• [REQUIRED TASK 1]:
Answer these questions using the text about booting one laptop into two operating systems at once:
(a) Which two operating systems are installed on the Slimbook?
(b) What kind of device can VirtualBox use as a disk for a VM?
(c) To which group was the regular user added with usermod?

You can’t cross the same river twice, but can you boot the same laptop twice (at the same time)? Yes indeed, with the magic of VM’s and weird passthrough setups. I have a Slimbook with openSUSE and FreeBSD installed on it. Most of the time I use openSUSE – there’s suspend and resume and wifi things that need tweaking under FreeBSD. I’ve written about FreeBSD on Slimbook before. But with some magic, I can boot the laptop into openSUSE and them boot it again simultaneously into FreeBSD. Probably I can also mess things up royally, but let’s not get ahead of ourselves.

Slimbook with GRUB menu
Slimbook with GRUB menu

With VirtualBox, you can specify a raw disk device to use as a disk for a VM. I have mentioned ZFS Volumes in that context before, but here’s a new way to use that:

  • Add a user (e.g. my regular user) to the disk group. With usermod (as root) I added myself to that group, and after logging back in, can check with id that it was successful. On my system the disk group has write-access to disks, including the NVMe disk which has both OS’es installed on it.

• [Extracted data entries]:

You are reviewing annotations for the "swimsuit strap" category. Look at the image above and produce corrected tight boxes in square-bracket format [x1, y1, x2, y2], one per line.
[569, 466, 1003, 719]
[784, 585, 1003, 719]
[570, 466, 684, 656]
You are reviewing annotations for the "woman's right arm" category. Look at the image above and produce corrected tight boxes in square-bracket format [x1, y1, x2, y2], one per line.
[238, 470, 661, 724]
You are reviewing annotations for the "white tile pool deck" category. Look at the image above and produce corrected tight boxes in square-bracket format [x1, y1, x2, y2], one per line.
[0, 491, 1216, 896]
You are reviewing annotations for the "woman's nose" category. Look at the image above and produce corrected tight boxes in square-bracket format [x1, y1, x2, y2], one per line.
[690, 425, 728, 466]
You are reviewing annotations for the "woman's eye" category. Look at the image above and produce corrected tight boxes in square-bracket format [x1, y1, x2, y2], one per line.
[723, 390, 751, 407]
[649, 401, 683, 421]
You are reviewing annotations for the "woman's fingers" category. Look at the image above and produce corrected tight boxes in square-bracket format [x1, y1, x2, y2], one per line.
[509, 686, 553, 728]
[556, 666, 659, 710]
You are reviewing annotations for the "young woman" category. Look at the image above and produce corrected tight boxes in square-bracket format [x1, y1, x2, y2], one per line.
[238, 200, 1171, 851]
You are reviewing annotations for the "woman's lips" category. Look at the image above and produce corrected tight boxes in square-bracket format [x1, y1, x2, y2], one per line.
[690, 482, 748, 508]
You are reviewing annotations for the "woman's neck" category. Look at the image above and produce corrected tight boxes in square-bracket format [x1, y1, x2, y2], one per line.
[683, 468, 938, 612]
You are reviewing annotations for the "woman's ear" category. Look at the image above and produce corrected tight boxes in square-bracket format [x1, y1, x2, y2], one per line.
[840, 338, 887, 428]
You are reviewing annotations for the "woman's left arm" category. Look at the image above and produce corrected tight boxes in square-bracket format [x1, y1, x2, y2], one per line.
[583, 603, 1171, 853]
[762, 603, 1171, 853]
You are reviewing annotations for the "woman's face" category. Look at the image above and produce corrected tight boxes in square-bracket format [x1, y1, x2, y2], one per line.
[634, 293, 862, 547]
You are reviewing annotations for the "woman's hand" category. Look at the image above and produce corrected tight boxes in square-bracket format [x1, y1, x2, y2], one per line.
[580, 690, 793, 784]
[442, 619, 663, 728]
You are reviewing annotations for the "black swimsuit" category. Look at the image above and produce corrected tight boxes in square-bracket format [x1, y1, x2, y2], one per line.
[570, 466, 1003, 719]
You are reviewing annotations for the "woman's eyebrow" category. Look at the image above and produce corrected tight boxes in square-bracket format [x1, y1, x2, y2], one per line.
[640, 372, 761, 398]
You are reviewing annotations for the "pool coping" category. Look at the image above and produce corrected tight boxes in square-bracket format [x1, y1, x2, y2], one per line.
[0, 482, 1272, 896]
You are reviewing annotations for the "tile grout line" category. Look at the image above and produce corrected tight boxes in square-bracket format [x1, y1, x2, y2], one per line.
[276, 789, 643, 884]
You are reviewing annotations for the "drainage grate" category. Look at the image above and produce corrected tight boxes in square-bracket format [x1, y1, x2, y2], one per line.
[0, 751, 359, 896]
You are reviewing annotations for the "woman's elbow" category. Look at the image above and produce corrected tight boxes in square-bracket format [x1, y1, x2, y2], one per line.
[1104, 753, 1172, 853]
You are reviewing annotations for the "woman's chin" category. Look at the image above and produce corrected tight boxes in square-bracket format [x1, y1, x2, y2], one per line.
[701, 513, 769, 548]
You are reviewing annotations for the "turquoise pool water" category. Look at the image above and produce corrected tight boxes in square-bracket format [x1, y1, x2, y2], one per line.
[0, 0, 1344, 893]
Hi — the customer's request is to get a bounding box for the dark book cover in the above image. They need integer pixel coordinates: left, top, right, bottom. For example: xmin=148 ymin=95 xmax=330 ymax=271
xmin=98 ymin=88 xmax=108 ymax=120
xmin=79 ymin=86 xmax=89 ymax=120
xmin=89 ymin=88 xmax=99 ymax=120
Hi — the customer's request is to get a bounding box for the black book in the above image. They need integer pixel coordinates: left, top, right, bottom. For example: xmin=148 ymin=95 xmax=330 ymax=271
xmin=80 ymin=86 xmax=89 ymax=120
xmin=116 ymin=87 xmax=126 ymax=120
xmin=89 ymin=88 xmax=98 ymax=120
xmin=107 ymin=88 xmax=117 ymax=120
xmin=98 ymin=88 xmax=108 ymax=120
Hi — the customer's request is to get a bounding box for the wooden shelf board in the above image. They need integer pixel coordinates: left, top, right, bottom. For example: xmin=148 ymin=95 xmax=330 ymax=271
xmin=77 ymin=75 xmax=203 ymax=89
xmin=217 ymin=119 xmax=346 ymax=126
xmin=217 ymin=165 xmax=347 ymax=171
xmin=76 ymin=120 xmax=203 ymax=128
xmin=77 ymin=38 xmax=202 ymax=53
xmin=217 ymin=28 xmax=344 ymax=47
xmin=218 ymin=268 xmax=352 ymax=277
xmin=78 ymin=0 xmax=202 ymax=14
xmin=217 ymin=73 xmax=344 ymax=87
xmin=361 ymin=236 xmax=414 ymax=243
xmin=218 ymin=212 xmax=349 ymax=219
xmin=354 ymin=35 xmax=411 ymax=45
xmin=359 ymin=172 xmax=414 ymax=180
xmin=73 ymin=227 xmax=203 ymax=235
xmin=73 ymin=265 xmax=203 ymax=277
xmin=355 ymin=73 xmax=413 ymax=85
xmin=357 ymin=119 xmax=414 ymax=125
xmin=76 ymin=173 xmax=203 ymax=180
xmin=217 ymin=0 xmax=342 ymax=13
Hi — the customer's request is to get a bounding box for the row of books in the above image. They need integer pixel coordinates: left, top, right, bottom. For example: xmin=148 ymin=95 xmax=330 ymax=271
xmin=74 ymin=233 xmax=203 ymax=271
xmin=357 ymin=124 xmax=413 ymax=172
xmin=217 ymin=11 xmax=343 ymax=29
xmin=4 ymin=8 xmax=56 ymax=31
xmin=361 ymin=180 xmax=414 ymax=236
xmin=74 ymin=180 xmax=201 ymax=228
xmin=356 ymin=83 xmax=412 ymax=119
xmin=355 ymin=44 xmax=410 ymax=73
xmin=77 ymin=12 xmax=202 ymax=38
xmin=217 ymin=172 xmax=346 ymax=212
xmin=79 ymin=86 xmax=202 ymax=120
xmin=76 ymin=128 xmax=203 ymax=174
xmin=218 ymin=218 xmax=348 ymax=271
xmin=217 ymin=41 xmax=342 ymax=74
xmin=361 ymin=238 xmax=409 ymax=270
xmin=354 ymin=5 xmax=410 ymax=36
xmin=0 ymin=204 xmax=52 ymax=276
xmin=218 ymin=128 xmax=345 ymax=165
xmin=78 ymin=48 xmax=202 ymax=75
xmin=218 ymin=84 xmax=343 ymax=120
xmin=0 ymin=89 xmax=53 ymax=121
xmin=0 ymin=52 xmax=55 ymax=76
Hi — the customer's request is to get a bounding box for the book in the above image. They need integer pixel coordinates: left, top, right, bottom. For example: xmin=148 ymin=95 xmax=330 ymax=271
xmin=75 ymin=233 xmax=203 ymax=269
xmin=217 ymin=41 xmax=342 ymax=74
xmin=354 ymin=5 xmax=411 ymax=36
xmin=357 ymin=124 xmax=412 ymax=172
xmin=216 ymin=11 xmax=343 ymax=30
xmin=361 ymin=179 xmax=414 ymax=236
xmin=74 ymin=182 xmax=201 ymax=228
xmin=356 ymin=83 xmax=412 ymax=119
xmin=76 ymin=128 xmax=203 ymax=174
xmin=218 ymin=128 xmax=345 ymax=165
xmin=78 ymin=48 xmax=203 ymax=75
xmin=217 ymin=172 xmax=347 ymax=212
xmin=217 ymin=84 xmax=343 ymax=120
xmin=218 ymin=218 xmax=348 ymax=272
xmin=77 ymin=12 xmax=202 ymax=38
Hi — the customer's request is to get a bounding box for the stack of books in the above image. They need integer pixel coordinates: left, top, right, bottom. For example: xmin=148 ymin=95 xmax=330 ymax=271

• [REQUIRED TASK 2]: Rewrite the records as a Markdown table with the columns Row and Line, covering everything from the line containing "for the wooden" down to the line containing "xmin=76 ymin=173 xmax=203 ymax=180", both included. Number the rows from 1, and leave out blank lines.

• [RESULT 1]:
(a) openSUSE and FreeBSD.
(b) A raw disk device.
(c) The disk group.

• [RESULT 2]:
| Row | Line |
|---|---|
| 1 | Hi — the customer's request is to get a bounding box for the wooden shelf board in the above image. They need integer pixel coordinates: left, top, right, bottom. For example: xmin=148 ymin=95 xmax=330 ymax=271 |
| 2 | xmin=77 ymin=75 xmax=203 ymax=89 |
| 3 | xmin=217 ymin=119 xmax=346 ymax=126 |
| 4 | xmin=217 ymin=165 xmax=347 ymax=171 |
| 5 | xmin=76 ymin=120 xmax=203 ymax=128 |
| 6 | xmin=77 ymin=38 xmax=202 ymax=53 |
| 7 | xmin=217 ymin=28 xmax=344 ymax=47 |
| 8 | xmin=218 ymin=268 xmax=352 ymax=277 |
| 9 | xmin=78 ymin=0 xmax=202 ymax=14 |
| 10 | xmin=217 ymin=73 xmax=344 ymax=87 |
| 11 | xmin=361 ymin=236 xmax=414 ymax=243 |
| 12 | xmin=218 ymin=212 xmax=349 ymax=219 |
| 13 | xmin=354 ymin=35 xmax=411 ymax=45 |
| 14 | xmin=359 ymin=172 xmax=414 ymax=180 |
| 15 | xmin=73 ymin=227 xmax=203 ymax=235 |
| 16 | xmin=73 ymin=265 xmax=203 ymax=277 |
| 17 | xmin=355 ymin=73 xmax=413 ymax=85 |
| 18 | xmin=357 ymin=119 xmax=414 ymax=125 |
| 19 | xmin=76 ymin=173 xmax=203 ymax=180 |